» **WHAT IS BEING ASKED**: Reproduce the listing below word for word.

» **RECORDED DATA**:
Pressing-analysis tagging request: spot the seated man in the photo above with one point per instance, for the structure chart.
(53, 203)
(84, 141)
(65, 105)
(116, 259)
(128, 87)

» **OUTPUT OF THE TASK**:
Pressing-analysis tagging request: spot the seated man in the photo above with one point per instance, for the structure chart.
(53, 203)
(84, 141)
(65, 105)
(116, 259)
(128, 87)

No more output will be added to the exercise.